▶ **What the exercise asks**
Copy out each line below exactly as written.

▶ **The records**
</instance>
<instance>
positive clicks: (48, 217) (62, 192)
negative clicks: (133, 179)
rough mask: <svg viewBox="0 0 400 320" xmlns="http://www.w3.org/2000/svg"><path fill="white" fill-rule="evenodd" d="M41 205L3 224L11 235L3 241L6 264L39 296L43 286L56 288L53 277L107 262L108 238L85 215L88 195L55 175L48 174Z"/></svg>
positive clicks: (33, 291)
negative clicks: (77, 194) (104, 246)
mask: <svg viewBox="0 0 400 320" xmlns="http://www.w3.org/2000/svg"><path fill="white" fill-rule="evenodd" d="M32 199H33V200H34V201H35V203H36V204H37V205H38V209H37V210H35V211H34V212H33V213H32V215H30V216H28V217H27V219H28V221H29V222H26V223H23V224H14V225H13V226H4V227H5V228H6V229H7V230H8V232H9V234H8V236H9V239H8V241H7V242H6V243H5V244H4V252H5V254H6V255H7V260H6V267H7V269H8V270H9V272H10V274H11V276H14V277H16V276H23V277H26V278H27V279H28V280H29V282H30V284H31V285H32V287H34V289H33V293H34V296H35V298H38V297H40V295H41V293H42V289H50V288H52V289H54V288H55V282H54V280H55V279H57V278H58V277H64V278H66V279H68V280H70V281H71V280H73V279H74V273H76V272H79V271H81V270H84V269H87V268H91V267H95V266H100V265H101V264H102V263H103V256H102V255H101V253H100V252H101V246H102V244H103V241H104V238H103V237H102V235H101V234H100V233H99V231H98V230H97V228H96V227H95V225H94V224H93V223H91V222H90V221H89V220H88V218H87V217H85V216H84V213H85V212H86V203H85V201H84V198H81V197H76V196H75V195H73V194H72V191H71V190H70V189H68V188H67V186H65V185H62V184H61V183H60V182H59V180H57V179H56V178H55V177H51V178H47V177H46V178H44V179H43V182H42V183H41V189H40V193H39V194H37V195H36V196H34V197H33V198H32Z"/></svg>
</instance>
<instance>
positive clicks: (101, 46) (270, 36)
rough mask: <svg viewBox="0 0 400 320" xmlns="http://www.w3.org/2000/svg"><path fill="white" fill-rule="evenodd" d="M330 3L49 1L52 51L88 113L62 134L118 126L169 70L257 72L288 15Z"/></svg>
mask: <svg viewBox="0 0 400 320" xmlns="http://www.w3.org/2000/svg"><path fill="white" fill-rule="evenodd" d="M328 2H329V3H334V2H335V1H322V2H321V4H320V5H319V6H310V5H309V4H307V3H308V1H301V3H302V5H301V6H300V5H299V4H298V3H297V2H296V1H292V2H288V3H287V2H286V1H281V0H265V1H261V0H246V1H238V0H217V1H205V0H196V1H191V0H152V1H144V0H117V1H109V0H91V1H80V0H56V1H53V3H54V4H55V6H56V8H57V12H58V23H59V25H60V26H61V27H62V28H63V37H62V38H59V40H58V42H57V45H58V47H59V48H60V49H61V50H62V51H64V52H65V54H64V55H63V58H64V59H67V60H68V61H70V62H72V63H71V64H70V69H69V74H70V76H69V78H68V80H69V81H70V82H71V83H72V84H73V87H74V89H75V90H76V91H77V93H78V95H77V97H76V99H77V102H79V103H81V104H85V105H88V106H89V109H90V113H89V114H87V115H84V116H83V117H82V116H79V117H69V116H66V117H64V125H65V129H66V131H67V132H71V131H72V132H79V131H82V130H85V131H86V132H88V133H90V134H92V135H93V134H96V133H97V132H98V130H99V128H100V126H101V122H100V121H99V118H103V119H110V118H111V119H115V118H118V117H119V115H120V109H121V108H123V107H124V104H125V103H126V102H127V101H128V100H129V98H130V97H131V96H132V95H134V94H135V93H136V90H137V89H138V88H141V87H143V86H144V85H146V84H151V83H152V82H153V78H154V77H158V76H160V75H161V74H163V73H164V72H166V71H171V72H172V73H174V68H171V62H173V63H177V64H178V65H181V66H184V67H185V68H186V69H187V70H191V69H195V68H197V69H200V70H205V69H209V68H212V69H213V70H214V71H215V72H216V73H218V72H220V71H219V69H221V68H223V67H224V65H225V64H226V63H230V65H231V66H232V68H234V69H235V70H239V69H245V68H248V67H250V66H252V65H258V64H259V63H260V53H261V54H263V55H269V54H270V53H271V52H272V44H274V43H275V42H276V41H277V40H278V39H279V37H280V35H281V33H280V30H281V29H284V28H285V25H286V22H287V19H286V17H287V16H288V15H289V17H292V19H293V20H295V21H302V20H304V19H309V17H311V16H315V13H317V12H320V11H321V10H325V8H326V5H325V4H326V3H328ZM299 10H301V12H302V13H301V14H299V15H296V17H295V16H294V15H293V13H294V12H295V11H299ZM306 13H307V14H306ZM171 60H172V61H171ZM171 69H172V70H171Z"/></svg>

▶ **Written solution**
</instance>
<instance>
positive clicks: (48, 217) (62, 192)
negative clicks: (133, 179)
rough mask: <svg viewBox="0 0 400 320" xmlns="http://www.w3.org/2000/svg"><path fill="white" fill-rule="evenodd" d="M41 205L3 224L11 235L3 241L6 264L39 296L43 286L56 288L53 277L107 262L108 238L85 215L88 195L55 175L48 174Z"/></svg>
positive clicks: (33, 291)
negative clicks: (77, 194) (104, 246)
mask: <svg viewBox="0 0 400 320" xmlns="http://www.w3.org/2000/svg"><path fill="white" fill-rule="evenodd" d="M32 199H33V200H34V201H35V203H36V204H37V205H38V209H37V210H35V211H34V212H33V213H32V215H30V216H28V217H27V219H28V221H29V222H26V223H23V224H14V225H13V226H4V227H5V228H6V229H7V230H8V232H9V234H8V236H9V239H8V241H7V242H6V243H5V244H4V252H5V254H6V255H7V260H6V267H7V269H8V270H9V272H10V274H11V276H14V277H16V276H23V277H26V278H27V279H28V280H29V282H30V284H31V285H32V287H34V289H33V293H34V296H35V298H38V297H40V295H41V293H42V289H50V288H52V289H54V288H55V282H54V280H55V279H57V278H58V277H64V278H66V279H68V280H70V281H71V280H73V279H74V273H76V272H79V271H81V270H84V269H87V268H91V267H95V266H100V265H101V264H102V263H103V256H102V255H101V253H100V252H101V246H102V244H103V241H104V238H103V237H102V235H101V234H100V233H99V231H98V230H97V228H96V227H95V225H94V224H93V223H91V222H90V221H89V220H88V218H87V217H85V216H84V213H85V212H86V203H85V201H84V198H81V197H76V196H75V195H73V194H72V191H71V190H70V189H68V188H67V186H65V185H62V184H61V183H60V182H59V180H57V179H56V178H55V177H51V178H47V177H46V178H44V179H43V182H42V183H41V189H40V193H39V194H37V195H36V196H34V197H33V198H32Z"/></svg>
</instance>
<instance>
positive clicks: (101, 46) (270, 36)
rough mask: <svg viewBox="0 0 400 320" xmlns="http://www.w3.org/2000/svg"><path fill="white" fill-rule="evenodd" d="M330 3L49 1L52 51L88 113L62 134L118 126L169 70L257 72L288 15Z"/></svg>
mask: <svg viewBox="0 0 400 320" xmlns="http://www.w3.org/2000/svg"><path fill="white" fill-rule="evenodd" d="M328 2H329V3H334V2H335V1H322V2H321V4H320V5H319V6H310V5H309V4H307V3H308V1H301V3H302V5H301V6H300V5H299V4H298V3H297V2H296V1H292V2H288V3H287V2H286V1H281V0H265V1H261V0H246V1H238V0H217V1H205V0H196V1H191V0H152V1H144V0H117V1H109V0H91V1H80V0H56V1H53V3H54V4H55V6H56V8H57V12H58V23H59V25H60V26H61V27H62V28H63V37H62V38H59V40H58V42H57V45H58V47H59V48H60V49H61V50H62V51H64V52H65V54H64V55H63V58H64V59H67V60H68V61H70V62H72V63H71V64H70V69H69V74H70V76H69V78H68V80H69V81H70V82H71V83H72V84H73V87H74V89H75V90H76V91H77V93H78V95H77V97H76V99H77V102H79V103H81V104H85V105H88V106H89V109H90V113H89V114H87V115H84V116H83V117H82V116H79V117H69V116H66V117H64V125H65V129H66V131H67V132H71V131H72V132H79V131H82V130H85V131H86V132H88V133H90V134H92V135H93V134H96V133H97V132H98V130H99V128H100V126H101V122H100V121H99V118H103V119H110V118H111V119H115V118H118V117H119V115H120V109H121V108H123V107H124V104H125V103H126V102H127V101H128V100H129V98H130V97H131V96H132V95H134V94H135V93H136V90H137V89H138V88H141V87H143V86H144V85H146V84H151V83H152V82H153V78H154V77H158V76H160V75H161V74H163V73H164V72H166V71H171V72H172V73H174V68H171V62H173V63H177V64H178V65H181V66H184V67H185V68H186V69H187V70H191V69H195V68H197V69H200V70H205V69H209V68H212V69H213V70H214V71H215V72H216V73H218V72H220V71H219V69H221V68H223V67H224V65H225V64H226V63H230V65H231V66H232V68H234V69H235V70H239V69H245V68H248V67H250V66H252V65H258V64H259V63H260V53H261V54H263V55H269V54H270V53H271V52H272V44H274V43H275V42H276V41H277V40H278V39H279V37H280V35H281V33H280V30H281V29H284V28H285V25H286V22H287V19H286V17H287V16H288V15H289V17H292V19H293V20H295V21H302V20H304V19H309V17H311V16H315V13H317V12H320V11H321V10H325V8H326V5H325V4H326V3H328ZM299 10H301V12H302V13H301V14H299V15H296V17H295V16H294V15H293V13H294V12H295V11H299ZM306 13H307V14H306ZM171 60H172V61H171ZM171 69H172V70H171Z"/></svg>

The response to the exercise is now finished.